- **Passage given**
———

On December 2, 2003, we completed our initial public offering raising proceeds, net of expenses, of $86.4 million.
 
We currently anticipate that our current cash balance and cash flow from operations will be sufficient to meet our presently anticipated capital needs for the next twelve months, but may be insufficient to provide funds necessary for any future acquisitions we may make during that time. To the extent we require additional funds, whether for acquisitions or otherwise, we may seek additional equity or debt financing. Such financing may not be available to us on terms that are acceptable to us, if at all, and any equity financing may be dilutive to our stockholders. To the extent we obtain additional debt financing, our debt service obligations will increase and the relevant debt instruments may, among other things, impose additional restrictions on our operations, require us to comply with additional financial covenants or require us to pledge assets to secure our borrowings.
 
Off Balance Sheet Arrangements
 
We do not have any off-balance sheet arrangements or relationships with unconsolidated entities or financial partnerships, such as entities often referred to as structured finance or special purpose entities, which are typically established for the purpose of facilitating off-balance sheet arrangements or other contractually narrow or limited purposes.

———

- **Written exercise 1**
According to the filing excerpt, how much did the initial public offering raise, net of expenses?
- **Written exercise 2**
List every action the filing excerpt says the relevant debt instruments may take if additional debt financing is obtained.

- **Provided data**

———

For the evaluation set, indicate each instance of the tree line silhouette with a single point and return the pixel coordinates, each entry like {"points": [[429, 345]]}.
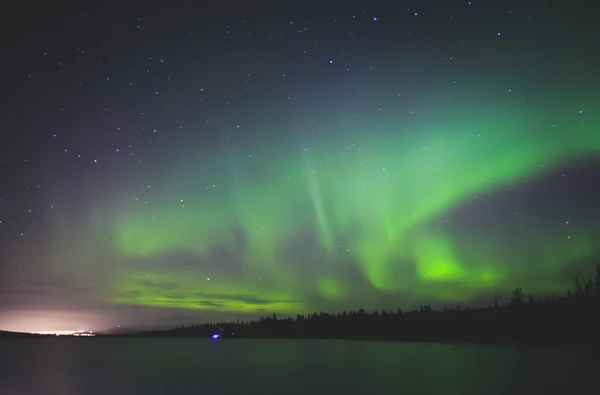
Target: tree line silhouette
{"points": [[569, 318]]}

———

- **Problem solution 1**
$86.4 million.

- **Problem solution 2**
- Impose additional restrictions on operations
- Require compliance with additional financial covenants
- Require the pledging of assets to secure borrowings